___ SUPPLIED RECORDS ___

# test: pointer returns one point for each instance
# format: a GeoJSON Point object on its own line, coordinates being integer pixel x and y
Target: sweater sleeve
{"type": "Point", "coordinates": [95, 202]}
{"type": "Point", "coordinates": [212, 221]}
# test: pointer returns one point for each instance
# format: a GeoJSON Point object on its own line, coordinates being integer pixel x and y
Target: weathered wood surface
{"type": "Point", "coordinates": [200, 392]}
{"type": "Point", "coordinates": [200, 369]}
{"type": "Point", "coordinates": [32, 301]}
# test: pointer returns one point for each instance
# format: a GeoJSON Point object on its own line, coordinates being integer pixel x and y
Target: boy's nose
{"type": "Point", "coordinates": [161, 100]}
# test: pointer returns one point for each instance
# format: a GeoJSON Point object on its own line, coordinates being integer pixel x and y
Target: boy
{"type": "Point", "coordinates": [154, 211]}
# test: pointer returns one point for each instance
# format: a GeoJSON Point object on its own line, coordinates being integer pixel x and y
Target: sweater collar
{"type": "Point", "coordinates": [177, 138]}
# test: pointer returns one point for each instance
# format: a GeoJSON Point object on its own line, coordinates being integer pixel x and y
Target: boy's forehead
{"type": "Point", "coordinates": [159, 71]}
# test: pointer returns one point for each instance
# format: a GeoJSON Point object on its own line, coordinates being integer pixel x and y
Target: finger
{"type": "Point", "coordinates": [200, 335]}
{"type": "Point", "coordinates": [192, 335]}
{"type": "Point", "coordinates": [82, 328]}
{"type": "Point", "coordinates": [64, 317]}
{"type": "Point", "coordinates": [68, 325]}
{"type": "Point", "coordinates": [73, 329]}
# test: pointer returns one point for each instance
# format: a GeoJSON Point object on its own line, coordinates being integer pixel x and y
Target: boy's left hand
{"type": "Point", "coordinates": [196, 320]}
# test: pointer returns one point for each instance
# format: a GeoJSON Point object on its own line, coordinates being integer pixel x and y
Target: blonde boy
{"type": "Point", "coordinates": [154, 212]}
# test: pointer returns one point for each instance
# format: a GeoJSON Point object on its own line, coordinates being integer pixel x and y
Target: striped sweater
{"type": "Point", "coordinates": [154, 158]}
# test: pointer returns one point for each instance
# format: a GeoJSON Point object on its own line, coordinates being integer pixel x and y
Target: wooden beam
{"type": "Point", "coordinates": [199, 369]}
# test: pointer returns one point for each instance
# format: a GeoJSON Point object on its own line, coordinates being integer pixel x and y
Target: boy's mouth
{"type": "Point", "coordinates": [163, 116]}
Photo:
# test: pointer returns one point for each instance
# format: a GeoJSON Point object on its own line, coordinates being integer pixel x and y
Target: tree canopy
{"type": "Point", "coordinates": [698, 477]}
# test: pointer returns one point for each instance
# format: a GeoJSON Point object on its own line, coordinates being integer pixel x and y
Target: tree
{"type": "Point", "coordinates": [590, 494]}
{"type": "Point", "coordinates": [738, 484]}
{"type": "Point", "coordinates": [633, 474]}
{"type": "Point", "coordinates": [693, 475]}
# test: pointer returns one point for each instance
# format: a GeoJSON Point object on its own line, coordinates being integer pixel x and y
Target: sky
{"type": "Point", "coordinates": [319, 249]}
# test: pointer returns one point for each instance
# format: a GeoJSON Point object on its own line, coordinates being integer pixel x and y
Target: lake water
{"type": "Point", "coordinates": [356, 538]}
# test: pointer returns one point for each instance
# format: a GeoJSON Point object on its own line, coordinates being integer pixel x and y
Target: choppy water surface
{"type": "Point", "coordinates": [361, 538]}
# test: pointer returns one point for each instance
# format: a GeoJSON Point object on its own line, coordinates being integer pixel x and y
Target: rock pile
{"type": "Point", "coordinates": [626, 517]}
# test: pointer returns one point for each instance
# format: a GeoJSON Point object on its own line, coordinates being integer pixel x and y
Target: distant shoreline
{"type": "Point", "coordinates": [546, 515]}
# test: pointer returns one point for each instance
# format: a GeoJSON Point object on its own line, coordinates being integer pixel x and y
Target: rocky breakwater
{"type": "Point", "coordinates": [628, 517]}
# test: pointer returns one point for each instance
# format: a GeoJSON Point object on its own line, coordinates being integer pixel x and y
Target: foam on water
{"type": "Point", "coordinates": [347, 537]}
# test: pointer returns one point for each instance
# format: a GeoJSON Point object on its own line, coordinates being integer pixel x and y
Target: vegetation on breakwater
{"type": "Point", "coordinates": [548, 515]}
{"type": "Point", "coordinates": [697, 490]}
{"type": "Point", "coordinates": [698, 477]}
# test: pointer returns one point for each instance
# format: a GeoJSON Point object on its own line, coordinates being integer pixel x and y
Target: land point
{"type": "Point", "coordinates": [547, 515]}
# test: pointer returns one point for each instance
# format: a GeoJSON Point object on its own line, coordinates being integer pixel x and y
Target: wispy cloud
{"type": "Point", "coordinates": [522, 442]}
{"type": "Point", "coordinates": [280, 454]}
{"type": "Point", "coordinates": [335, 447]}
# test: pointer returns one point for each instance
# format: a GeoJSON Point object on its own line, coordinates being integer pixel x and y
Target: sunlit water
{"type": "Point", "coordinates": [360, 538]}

___

TASK BRIEF :: Each entry must be reproduced verbatim.

WRITTEN SOLUTION ::
# test: pointer returns one point for each instance
# format: a GeoJSON Point object on its own line, coordinates being integer pixel x and y
Target: sweater sleeve
{"type": "Point", "coordinates": [95, 202]}
{"type": "Point", "coordinates": [212, 221]}
# test: pointer returns one point for each instance
# format: a GeoJSON Point object on its own line, coordinates being integer pixel x and y
Target: weathered wood surface
{"type": "Point", "coordinates": [200, 392]}
{"type": "Point", "coordinates": [200, 369]}
{"type": "Point", "coordinates": [32, 301]}
# test: pointer returns one point for each instance
# format: a GeoJSON Point object on its own line, coordinates being integer pixel x and y
Target: boy's nose
{"type": "Point", "coordinates": [161, 100]}
# test: pointer returns one point for each instance
# format: a GeoJSON Point object on its own line, coordinates being integer pixel x and y
Target: boy
{"type": "Point", "coordinates": [154, 211]}
# test: pointer returns one point for each instance
# format: a GeoJSON Point object on its own line, coordinates being integer pixel x and y
Target: sweater collar
{"type": "Point", "coordinates": [177, 138]}
# test: pointer returns one point for each instance
# format: a GeoJSON Point object on its own line, coordinates being integer pixel x and y
Target: boy's forehead
{"type": "Point", "coordinates": [159, 71]}
# test: pointer returns one point for each instance
# format: a GeoJSON Point object on its own line, coordinates being integer pixel x and y
Target: finger
{"type": "Point", "coordinates": [200, 335]}
{"type": "Point", "coordinates": [192, 335]}
{"type": "Point", "coordinates": [82, 328]}
{"type": "Point", "coordinates": [64, 317]}
{"type": "Point", "coordinates": [68, 325]}
{"type": "Point", "coordinates": [73, 329]}
# test: pointer returns one point for each instance
# format: a GeoJSON Point object on its own line, coordinates being integer pixel x and y
Target: boy's left hand
{"type": "Point", "coordinates": [196, 320]}
# test: pointer returns one point for each instance
# format: a GeoJSON Point object on its own line, coordinates being integer pixel x and y
Target: blonde boy
{"type": "Point", "coordinates": [154, 212]}
# test: pointer returns one point for each instance
# format: a GeoJSON Point object on its own line, coordinates being integer pixel x and y
Target: striped sweater
{"type": "Point", "coordinates": [154, 158]}
# test: pointer returns one point for each instance
# format: a GeoJSON Point object on its own line, coordinates being integer pixel x and y
Target: wooden beam
{"type": "Point", "coordinates": [199, 369]}
# test: pointer returns one point for each instance
# format: a GeoJSON Point object on its own line, coordinates being integer pixel x and y
Target: boy's mouth
{"type": "Point", "coordinates": [163, 116]}
Photo:
# test: pointer returns one point for each instance
# format: a GeoJSON Point object on its own line, coordinates being integer pixel x and y
Target: tree canopy
{"type": "Point", "coordinates": [698, 477]}
# test: pointer returns one point for each instance
# format: a GeoJSON Point object on its own line, coordinates being integer pixel x and y
Target: tree
{"type": "Point", "coordinates": [590, 494]}
{"type": "Point", "coordinates": [738, 484]}
{"type": "Point", "coordinates": [633, 474]}
{"type": "Point", "coordinates": [693, 475]}
# test: pointer returns one point for each instance
# format: a GeoJSON Point object on its own line, coordinates being integer pixel x and y
Target: sky
{"type": "Point", "coordinates": [319, 249]}
# test: pointer returns one point for each instance
# format: a GeoJSON Point object on its own line, coordinates being integer pixel x and y
Target: lake water
{"type": "Point", "coordinates": [356, 538]}
# test: pointer returns one point for each instance
# format: a GeoJSON Point object on its own line, coordinates being integer pixel x and y
Target: choppy water surface
{"type": "Point", "coordinates": [361, 538]}
# test: pointer returns one point for each instance
# format: a GeoJSON Point object on its own line, coordinates being integer pixel x and y
Target: rock pile
{"type": "Point", "coordinates": [626, 517]}
# test: pointer returns one point for each instance
# format: a GeoJSON Point object on its own line, coordinates being integer pixel x and y
Target: distant shoreline
{"type": "Point", "coordinates": [546, 515]}
# test: pointer returns one point for each instance
# format: a GeoJSON Point object on its own line, coordinates being integer pixel x and y
Target: rocky breakwater
{"type": "Point", "coordinates": [628, 517]}
# test: pointer returns one point for each instance
# format: a GeoJSON Point object on its own line, coordinates being integer pixel x and y
Target: foam on water
{"type": "Point", "coordinates": [347, 537]}
# test: pointer returns one point for each instance
# format: a GeoJSON Point object on its own line, coordinates being integer pixel x and y
Target: vegetation on breakwater
{"type": "Point", "coordinates": [548, 515]}
{"type": "Point", "coordinates": [697, 490]}
{"type": "Point", "coordinates": [698, 477]}
# test: pointer returns one point for each instance
# format: a GeoJSON Point object on its own line, coordinates being integer pixel x and y
Target: land point
{"type": "Point", "coordinates": [547, 515]}
# test: pointer returns one point for each instance
# format: a GeoJSON Point object on its own line, coordinates being integer pixel x and y
Target: wispy cloud
{"type": "Point", "coordinates": [522, 442]}
{"type": "Point", "coordinates": [280, 454]}
{"type": "Point", "coordinates": [335, 447]}
# test: pointer returns one point for each instance
# format: a GeoJSON Point object on its own line, coordinates being integer pixel x and y
Target: sunlit water
{"type": "Point", "coordinates": [360, 538]}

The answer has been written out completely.